§ **Problem to work on**: Leave the images out and repeat the data exactly as given.

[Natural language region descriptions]
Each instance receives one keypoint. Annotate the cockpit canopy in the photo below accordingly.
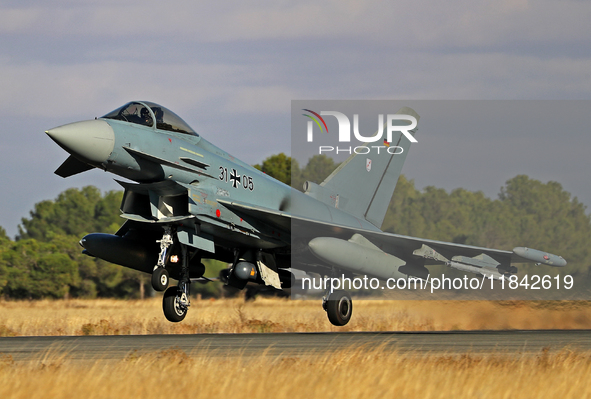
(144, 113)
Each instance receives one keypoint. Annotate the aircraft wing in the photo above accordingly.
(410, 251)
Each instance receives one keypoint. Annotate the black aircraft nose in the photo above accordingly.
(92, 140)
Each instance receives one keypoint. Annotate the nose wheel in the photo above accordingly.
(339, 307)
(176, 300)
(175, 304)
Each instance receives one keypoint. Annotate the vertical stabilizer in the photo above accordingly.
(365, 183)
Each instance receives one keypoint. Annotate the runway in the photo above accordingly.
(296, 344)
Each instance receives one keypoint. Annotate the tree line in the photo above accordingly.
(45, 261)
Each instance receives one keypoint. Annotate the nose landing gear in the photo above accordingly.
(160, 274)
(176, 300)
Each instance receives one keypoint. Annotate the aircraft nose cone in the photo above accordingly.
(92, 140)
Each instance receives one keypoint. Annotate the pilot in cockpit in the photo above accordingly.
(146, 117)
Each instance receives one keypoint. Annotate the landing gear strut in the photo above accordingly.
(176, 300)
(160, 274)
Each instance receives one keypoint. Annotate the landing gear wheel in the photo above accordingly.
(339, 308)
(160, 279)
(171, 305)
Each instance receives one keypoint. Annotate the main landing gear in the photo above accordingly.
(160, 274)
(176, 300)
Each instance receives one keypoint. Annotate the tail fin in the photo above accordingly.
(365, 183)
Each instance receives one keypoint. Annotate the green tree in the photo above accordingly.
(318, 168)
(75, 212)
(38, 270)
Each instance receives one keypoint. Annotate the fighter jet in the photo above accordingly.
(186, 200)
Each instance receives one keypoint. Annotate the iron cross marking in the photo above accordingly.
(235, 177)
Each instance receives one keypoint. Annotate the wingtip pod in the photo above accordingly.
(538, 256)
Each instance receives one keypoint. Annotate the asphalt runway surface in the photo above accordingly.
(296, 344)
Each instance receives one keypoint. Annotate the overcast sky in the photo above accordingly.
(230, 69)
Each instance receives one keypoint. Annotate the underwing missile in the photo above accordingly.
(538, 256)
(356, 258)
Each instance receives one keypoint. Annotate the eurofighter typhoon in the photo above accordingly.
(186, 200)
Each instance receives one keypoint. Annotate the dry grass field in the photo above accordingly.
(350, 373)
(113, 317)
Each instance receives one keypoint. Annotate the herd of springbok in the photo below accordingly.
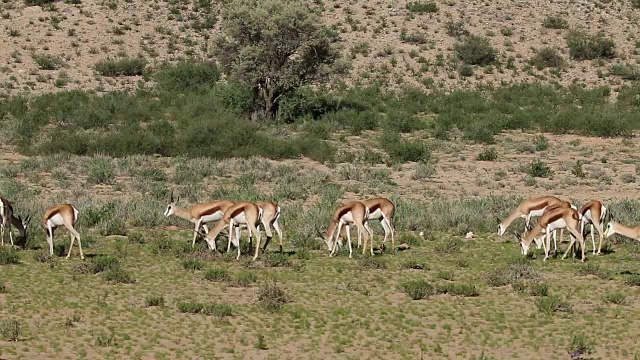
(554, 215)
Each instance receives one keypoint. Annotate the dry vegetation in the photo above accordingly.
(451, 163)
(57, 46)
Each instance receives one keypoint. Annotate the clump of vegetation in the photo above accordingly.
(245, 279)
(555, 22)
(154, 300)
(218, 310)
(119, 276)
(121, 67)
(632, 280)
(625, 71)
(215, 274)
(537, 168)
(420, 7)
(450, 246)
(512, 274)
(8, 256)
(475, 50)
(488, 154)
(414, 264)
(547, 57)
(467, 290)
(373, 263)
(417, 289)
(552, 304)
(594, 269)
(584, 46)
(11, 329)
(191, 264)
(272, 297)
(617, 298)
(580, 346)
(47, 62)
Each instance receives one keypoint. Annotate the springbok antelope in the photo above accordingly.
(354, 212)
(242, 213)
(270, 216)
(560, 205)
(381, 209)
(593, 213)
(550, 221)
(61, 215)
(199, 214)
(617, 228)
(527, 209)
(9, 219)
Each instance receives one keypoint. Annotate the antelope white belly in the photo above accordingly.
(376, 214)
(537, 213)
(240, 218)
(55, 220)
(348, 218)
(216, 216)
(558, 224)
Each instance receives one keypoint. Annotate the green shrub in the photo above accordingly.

§ **Your solution**:
Each instance receives one keypoint. Annotate the cockpit canopy in the photo below accordingly.
(144, 113)
Each instance receives one keypoint. Annotate the aircraft wing in the photo above accordingly.
(410, 251)
Each instance receives one keypoint. Annotate the black aircraft nose in the photo above accordingly.
(92, 140)
Each instance receives one keypoint. Annotate the nose wheel in the photo above accordingly.
(339, 307)
(176, 300)
(175, 304)
Each instance receives one keypoint. Annotate the vertical stabilizer in the photo above accordingly.
(365, 183)
Each instance receives one keypoint. Annotate the runway in the photo above accordingly.
(296, 344)
Each instance receives one keypoint. Annotate the tree line in the photo above accordingly.
(45, 261)
Each instance receives one keypoint. Annotate the nose landing gear in the photo above accordingly.
(160, 274)
(176, 300)
Each instance receives one keypoint. Annotate the aircraft nose cone in the photo above accordingly.
(92, 140)
Each instance receives one keypoint. Annotate the pilot in cockpit in the photo above accordingly.
(146, 117)
Each instance receives one keypoint. Annotate the landing gear strut in the photo above accordingly.
(176, 300)
(160, 274)
Each instance receives one keypoint. Annotate the landing gear wheel in the photo above accordingly.
(339, 308)
(160, 279)
(171, 305)
Each instance receives one keypoint. Annotate the main landing gear in the photo above accordingly.
(160, 274)
(176, 300)
Each instance receives one keypoint. Annotate the tail fin in the photo above accordingly.
(365, 183)
Each instance receives one keypoint. Annotate the green tree in the photo above accordingly.
(318, 168)
(75, 212)
(38, 270)
Each instance receives one keypoint. Annotate the fighter jet in the photo above accordingly.
(186, 200)
Each instance receives one keypoint. Annotate the iron cross marking in the photo above accordingly.
(235, 177)
Each instance receives one keypoint. Annotate the wingtip pod in the photo above accordingly.
(538, 256)
Each instance receives one keypoint. Annotate the asphalt runway surface in the photo above accordingly.
(296, 344)
Each instance receives one keypoint. Annotate the overcast sky in the photo above accordingly.
(230, 69)
Each instance receives one keypoint. Annotate the underwing missile in the photo above accordingly.
(538, 256)
(356, 258)
Each instance receives one keypoint. Annotate the eurofighter typhoon in the photo above accordingly.
(186, 200)
Each instance receives one keypoint. Annotate the dry grass field in the photo above accordingly.
(350, 373)
(113, 317)
Each instance receives one keypoint. Annotate the herd of springbok in the photo below accordingly.
(554, 215)
Each instance receives one keypoint. Annotate the dry vegetation in the photo above accordingly.
(451, 163)
(57, 46)
Each instance receives one keypoint. Annotate the clump of vegetation in the photo above accordingly.
(245, 279)
(555, 22)
(154, 300)
(218, 310)
(119, 276)
(121, 67)
(632, 280)
(625, 71)
(215, 274)
(537, 168)
(420, 7)
(450, 246)
(512, 274)
(8, 256)
(475, 50)
(488, 154)
(414, 264)
(547, 57)
(467, 290)
(373, 263)
(417, 289)
(552, 304)
(594, 269)
(584, 46)
(11, 329)
(191, 264)
(272, 297)
(617, 298)
(580, 346)
(47, 62)
Each instance receives one keypoint. Annotate the springbok antelope in the photo above accordingly.
(354, 212)
(242, 213)
(270, 216)
(560, 205)
(381, 209)
(593, 213)
(550, 221)
(61, 215)
(199, 214)
(617, 228)
(527, 209)
(9, 219)
Each instance receives one keypoint. Annotate the antelope white belly in the photo above accordingly.
(376, 214)
(537, 213)
(240, 218)
(55, 220)
(348, 218)
(216, 216)
(558, 224)
Each instance receives one keypoint. Annotate the green shrub in the photo above accordingly.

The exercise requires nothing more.